* SUPPLIED DATA:

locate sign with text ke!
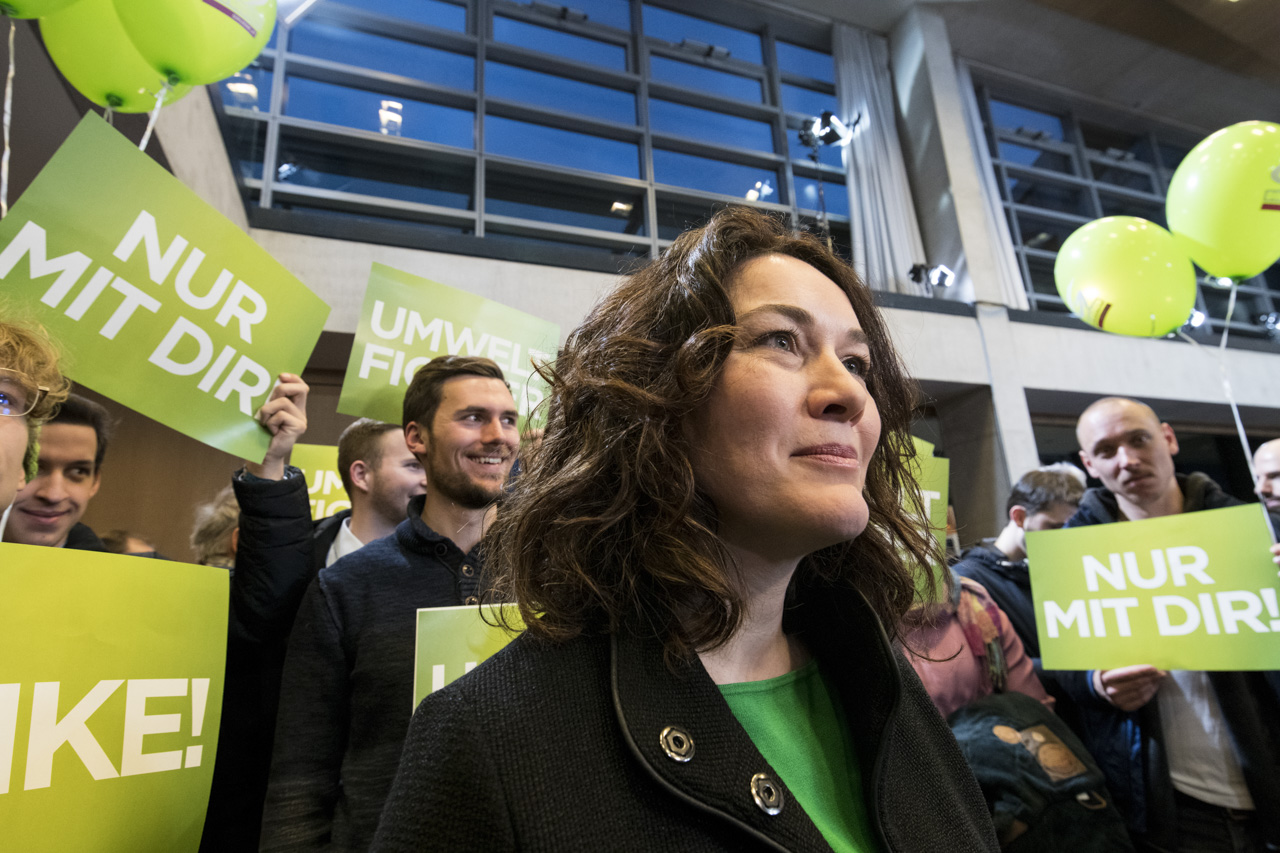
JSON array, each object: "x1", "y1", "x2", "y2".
[
  {"x1": 0, "y1": 544, "x2": 228, "y2": 851},
  {"x1": 1026, "y1": 504, "x2": 1280, "y2": 670}
]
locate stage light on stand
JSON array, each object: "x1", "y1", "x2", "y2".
[{"x1": 797, "y1": 111, "x2": 859, "y2": 250}]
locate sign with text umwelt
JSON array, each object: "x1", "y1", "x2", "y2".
[
  {"x1": 0, "y1": 114, "x2": 329, "y2": 459},
  {"x1": 1027, "y1": 504, "x2": 1280, "y2": 670},
  {"x1": 291, "y1": 443, "x2": 347, "y2": 521},
  {"x1": 0, "y1": 544, "x2": 228, "y2": 851},
  {"x1": 338, "y1": 263, "x2": 558, "y2": 431}
]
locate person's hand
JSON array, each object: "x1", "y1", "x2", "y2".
[
  {"x1": 1092, "y1": 664, "x2": 1165, "y2": 711},
  {"x1": 246, "y1": 373, "x2": 309, "y2": 481}
]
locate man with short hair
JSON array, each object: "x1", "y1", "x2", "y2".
[
  {"x1": 952, "y1": 463, "x2": 1085, "y2": 663},
  {"x1": 1254, "y1": 438, "x2": 1280, "y2": 515},
  {"x1": 3, "y1": 393, "x2": 111, "y2": 551},
  {"x1": 1064, "y1": 396, "x2": 1280, "y2": 853},
  {"x1": 261, "y1": 356, "x2": 519, "y2": 852},
  {"x1": 314, "y1": 418, "x2": 426, "y2": 568}
]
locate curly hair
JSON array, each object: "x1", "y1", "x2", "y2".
[
  {"x1": 0, "y1": 319, "x2": 72, "y2": 478},
  {"x1": 486, "y1": 207, "x2": 938, "y2": 660}
]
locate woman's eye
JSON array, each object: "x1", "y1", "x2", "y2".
[
  {"x1": 760, "y1": 331, "x2": 795, "y2": 351},
  {"x1": 843, "y1": 356, "x2": 870, "y2": 377}
]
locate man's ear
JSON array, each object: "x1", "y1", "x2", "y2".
[
  {"x1": 1161, "y1": 422, "x2": 1179, "y2": 457},
  {"x1": 1078, "y1": 449, "x2": 1097, "y2": 479},
  {"x1": 349, "y1": 459, "x2": 372, "y2": 495},
  {"x1": 1009, "y1": 505, "x2": 1028, "y2": 529},
  {"x1": 404, "y1": 422, "x2": 429, "y2": 457}
]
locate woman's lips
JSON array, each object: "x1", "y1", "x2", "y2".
[{"x1": 794, "y1": 444, "x2": 860, "y2": 467}]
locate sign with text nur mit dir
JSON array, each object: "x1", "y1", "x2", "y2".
[
  {"x1": 1026, "y1": 504, "x2": 1280, "y2": 671},
  {"x1": 0, "y1": 114, "x2": 330, "y2": 460},
  {"x1": 0, "y1": 544, "x2": 228, "y2": 852},
  {"x1": 338, "y1": 263, "x2": 559, "y2": 431}
]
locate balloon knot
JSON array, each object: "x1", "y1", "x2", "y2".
[{"x1": 106, "y1": 94, "x2": 124, "y2": 108}]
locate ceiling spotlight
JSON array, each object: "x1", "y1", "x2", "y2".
[
  {"x1": 378, "y1": 100, "x2": 403, "y2": 137},
  {"x1": 809, "y1": 111, "x2": 853, "y2": 147},
  {"x1": 1188, "y1": 309, "x2": 1206, "y2": 328},
  {"x1": 744, "y1": 180, "x2": 774, "y2": 202},
  {"x1": 909, "y1": 264, "x2": 954, "y2": 287},
  {"x1": 1215, "y1": 276, "x2": 1235, "y2": 288},
  {"x1": 928, "y1": 264, "x2": 955, "y2": 287},
  {"x1": 609, "y1": 201, "x2": 634, "y2": 215}
]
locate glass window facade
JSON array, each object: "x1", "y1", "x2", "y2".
[
  {"x1": 974, "y1": 81, "x2": 1280, "y2": 337},
  {"x1": 213, "y1": 0, "x2": 850, "y2": 268}
]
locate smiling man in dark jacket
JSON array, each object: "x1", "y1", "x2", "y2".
[{"x1": 1060, "y1": 397, "x2": 1280, "y2": 853}]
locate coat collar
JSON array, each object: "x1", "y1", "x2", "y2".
[{"x1": 608, "y1": 578, "x2": 901, "y2": 852}]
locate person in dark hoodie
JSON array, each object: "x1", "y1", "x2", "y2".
[{"x1": 1061, "y1": 396, "x2": 1280, "y2": 853}]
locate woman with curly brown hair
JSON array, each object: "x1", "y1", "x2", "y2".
[{"x1": 373, "y1": 208, "x2": 998, "y2": 852}]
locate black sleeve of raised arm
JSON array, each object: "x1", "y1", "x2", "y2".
[{"x1": 230, "y1": 467, "x2": 317, "y2": 646}]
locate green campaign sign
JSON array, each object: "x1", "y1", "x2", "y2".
[
  {"x1": 291, "y1": 443, "x2": 347, "y2": 521},
  {"x1": 0, "y1": 544, "x2": 228, "y2": 851},
  {"x1": 0, "y1": 114, "x2": 330, "y2": 460},
  {"x1": 412, "y1": 604, "x2": 523, "y2": 710},
  {"x1": 1026, "y1": 504, "x2": 1280, "y2": 671},
  {"x1": 909, "y1": 436, "x2": 950, "y2": 602},
  {"x1": 338, "y1": 263, "x2": 559, "y2": 431}
]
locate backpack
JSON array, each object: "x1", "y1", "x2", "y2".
[{"x1": 948, "y1": 691, "x2": 1134, "y2": 852}]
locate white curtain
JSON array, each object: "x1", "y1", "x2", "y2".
[
  {"x1": 954, "y1": 61, "x2": 1029, "y2": 309},
  {"x1": 833, "y1": 23, "x2": 928, "y2": 296}
]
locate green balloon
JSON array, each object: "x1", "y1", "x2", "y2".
[
  {"x1": 1054, "y1": 216, "x2": 1197, "y2": 338},
  {"x1": 113, "y1": 0, "x2": 276, "y2": 87},
  {"x1": 41, "y1": 0, "x2": 191, "y2": 113},
  {"x1": 1166, "y1": 121, "x2": 1280, "y2": 280},
  {"x1": 0, "y1": 0, "x2": 79, "y2": 19}
]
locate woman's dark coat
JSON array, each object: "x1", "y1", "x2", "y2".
[{"x1": 372, "y1": 574, "x2": 999, "y2": 852}]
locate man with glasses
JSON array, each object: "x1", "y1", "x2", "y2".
[{"x1": 0, "y1": 321, "x2": 70, "y2": 536}]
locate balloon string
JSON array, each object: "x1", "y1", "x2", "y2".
[
  {"x1": 1177, "y1": 325, "x2": 1278, "y2": 544},
  {"x1": 1218, "y1": 279, "x2": 1239, "y2": 355},
  {"x1": 1, "y1": 19, "x2": 15, "y2": 219},
  {"x1": 105, "y1": 107, "x2": 114, "y2": 127},
  {"x1": 139, "y1": 85, "x2": 166, "y2": 152}
]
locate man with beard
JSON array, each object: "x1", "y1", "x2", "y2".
[{"x1": 260, "y1": 356, "x2": 519, "y2": 852}]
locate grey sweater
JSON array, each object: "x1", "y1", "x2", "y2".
[{"x1": 260, "y1": 496, "x2": 485, "y2": 852}]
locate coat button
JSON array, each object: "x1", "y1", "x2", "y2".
[
  {"x1": 750, "y1": 773, "x2": 784, "y2": 815},
  {"x1": 435, "y1": 543, "x2": 448, "y2": 556},
  {"x1": 461, "y1": 564, "x2": 475, "y2": 577},
  {"x1": 659, "y1": 726, "x2": 695, "y2": 762},
  {"x1": 464, "y1": 595, "x2": 479, "y2": 605}
]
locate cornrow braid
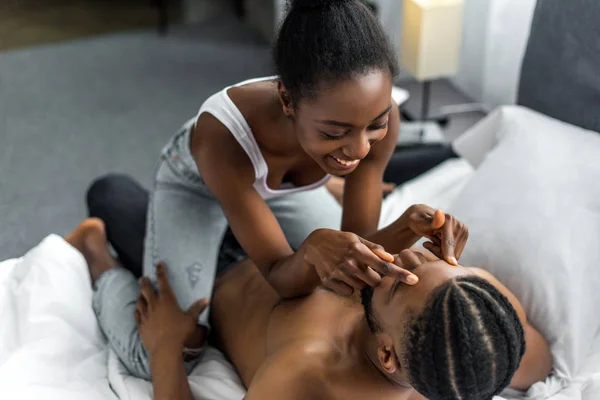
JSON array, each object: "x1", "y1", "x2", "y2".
[{"x1": 404, "y1": 276, "x2": 526, "y2": 400}]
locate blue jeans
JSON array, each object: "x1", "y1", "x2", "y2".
[{"x1": 91, "y1": 124, "x2": 342, "y2": 379}]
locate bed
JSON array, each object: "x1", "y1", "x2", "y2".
[
  {"x1": 2, "y1": 105, "x2": 599, "y2": 400},
  {"x1": 2, "y1": 0, "x2": 600, "y2": 399}
]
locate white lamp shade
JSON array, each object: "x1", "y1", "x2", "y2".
[{"x1": 401, "y1": 0, "x2": 464, "y2": 81}]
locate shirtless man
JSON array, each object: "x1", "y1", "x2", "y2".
[{"x1": 82, "y1": 206, "x2": 553, "y2": 400}]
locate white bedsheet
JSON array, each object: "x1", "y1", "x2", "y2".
[
  {"x1": 0, "y1": 235, "x2": 245, "y2": 400},
  {"x1": 379, "y1": 106, "x2": 600, "y2": 400},
  {"x1": 378, "y1": 158, "x2": 600, "y2": 399},
  {"x1": 0, "y1": 236, "x2": 117, "y2": 400}
]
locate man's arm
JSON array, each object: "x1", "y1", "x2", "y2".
[
  {"x1": 150, "y1": 346, "x2": 194, "y2": 400},
  {"x1": 136, "y1": 264, "x2": 210, "y2": 400}
]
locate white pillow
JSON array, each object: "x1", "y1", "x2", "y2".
[{"x1": 448, "y1": 107, "x2": 600, "y2": 383}]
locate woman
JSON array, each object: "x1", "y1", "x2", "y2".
[{"x1": 90, "y1": 0, "x2": 467, "y2": 380}]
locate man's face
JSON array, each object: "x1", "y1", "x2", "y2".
[{"x1": 361, "y1": 259, "x2": 476, "y2": 349}]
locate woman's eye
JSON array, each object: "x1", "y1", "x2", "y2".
[
  {"x1": 369, "y1": 121, "x2": 389, "y2": 131},
  {"x1": 320, "y1": 131, "x2": 344, "y2": 140}
]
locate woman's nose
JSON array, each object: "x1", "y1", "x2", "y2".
[{"x1": 342, "y1": 134, "x2": 371, "y2": 160}]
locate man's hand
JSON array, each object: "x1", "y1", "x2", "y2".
[
  {"x1": 135, "y1": 262, "x2": 209, "y2": 355},
  {"x1": 406, "y1": 204, "x2": 469, "y2": 265}
]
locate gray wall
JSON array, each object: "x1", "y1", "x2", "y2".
[{"x1": 451, "y1": 0, "x2": 492, "y2": 101}]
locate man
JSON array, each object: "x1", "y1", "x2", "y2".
[{"x1": 85, "y1": 175, "x2": 552, "y2": 400}]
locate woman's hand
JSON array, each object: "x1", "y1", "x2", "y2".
[
  {"x1": 303, "y1": 229, "x2": 420, "y2": 296},
  {"x1": 406, "y1": 204, "x2": 469, "y2": 265},
  {"x1": 135, "y1": 263, "x2": 209, "y2": 355}
]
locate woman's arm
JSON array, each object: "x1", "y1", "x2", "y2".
[{"x1": 192, "y1": 113, "x2": 411, "y2": 298}]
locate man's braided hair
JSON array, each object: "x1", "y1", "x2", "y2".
[{"x1": 404, "y1": 276, "x2": 526, "y2": 400}]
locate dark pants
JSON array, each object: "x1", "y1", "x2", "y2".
[
  {"x1": 384, "y1": 144, "x2": 458, "y2": 185},
  {"x1": 87, "y1": 175, "x2": 148, "y2": 277}
]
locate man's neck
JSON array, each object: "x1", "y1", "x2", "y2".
[{"x1": 350, "y1": 317, "x2": 409, "y2": 389}]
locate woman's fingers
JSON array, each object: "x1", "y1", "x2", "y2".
[
  {"x1": 139, "y1": 277, "x2": 157, "y2": 307},
  {"x1": 337, "y1": 272, "x2": 367, "y2": 291},
  {"x1": 349, "y1": 242, "x2": 395, "y2": 276},
  {"x1": 423, "y1": 241, "x2": 442, "y2": 259},
  {"x1": 155, "y1": 262, "x2": 176, "y2": 299},
  {"x1": 342, "y1": 260, "x2": 382, "y2": 287},
  {"x1": 454, "y1": 226, "x2": 469, "y2": 260},
  {"x1": 388, "y1": 262, "x2": 419, "y2": 285},
  {"x1": 426, "y1": 235, "x2": 442, "y2": 246},
  {"x1": 432, "y1": 209, "x2": 445, "y2": 230},
  {"x1": 324, "y1": 278, "x2": 354, "y2": 296},
  {"x1": 362, "y1": 267, "x2": 383, "y2": 286},
  {"x1": 136, "y1": 296, "x2": 148, "y2": 319},
  {"x1": 187, "y1": 298, "x2": 210, "y2": 321},
  {"x1": 347, "y1": 243, "x2": 419, "y2": 285},
  {"x1": 357, "y1": 237, "x2": 395, "y2": 262},
  {"x1": 441, "y1": 215, "x2": 458, "y2": 265}
]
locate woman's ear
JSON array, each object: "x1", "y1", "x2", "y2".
[{"x1": 277, "y1": 81, "x2": 295, "y2": 118}]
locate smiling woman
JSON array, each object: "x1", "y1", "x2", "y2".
[{"x1": 86, "y1": 0, "x2": 468, "y2": 383}]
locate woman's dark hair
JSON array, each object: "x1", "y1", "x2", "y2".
[
  {"x1": 404, "y1": 276, "x2": 526, "y2": 400},
  {"x1": 273, "y1": 0, "x2": 399, "y2": 105}
]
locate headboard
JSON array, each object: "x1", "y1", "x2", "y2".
[{"x1": 518, "y1": 0, "x2": 600, "y2": 133}]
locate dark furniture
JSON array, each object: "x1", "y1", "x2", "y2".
[{"x1": 155, "y1": 0, "x2": 245, "y2": 35}]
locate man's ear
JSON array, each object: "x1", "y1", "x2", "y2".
[
  {"x1": 277, "y1": 81, "x2": 295, "y2": 118},
  {"x1": 376, "y1": 341, "x2": 400, "y2": 375}
]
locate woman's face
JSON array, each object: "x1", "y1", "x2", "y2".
[{"x1": 289, "y1": 70, "x2": 393, "y2": 176}]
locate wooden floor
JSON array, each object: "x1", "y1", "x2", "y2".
[{"x1": 0, "y1": 0, "x2": 180, "y2": 51}]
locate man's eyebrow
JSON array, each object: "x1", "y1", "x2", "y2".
[
  {"x1": 316, "y1": 104, "x2": 393, "y2": 128},
  {"x1": 388, "y1": 278, "x2": 403, "y2": 301}
]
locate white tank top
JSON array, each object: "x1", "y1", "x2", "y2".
[{"x1": 193, "y1": 76, "x2": 331, "y2": 200}]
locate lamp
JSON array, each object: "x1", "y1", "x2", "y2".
[{"x1": 401, "y1": 0, "x2": 464, "y2": 137}]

* TASK ITEM:
From the opening line of the entries, copy each line exactly until the line with "locate sign with text umwelt", which is copied as well; leave out pictures.

* ANSWER AREA:
locate sign with text ke!
JSON array, each object: "x1", "y1", "x2", "y2".
[
  {"x1": 0, "y1": 544, "x2": 228, "y2": 851},
  {"x1": 1026, "y1": 504, "x2": 1280, "y2": 670}
]
locate stage light on stand
JSON array, each object: "x1", "y1", "x2", "y2".
[{"x1": 797, "y1": 111, "x2": 859, "y2": 250}]
locate sign with text umwelt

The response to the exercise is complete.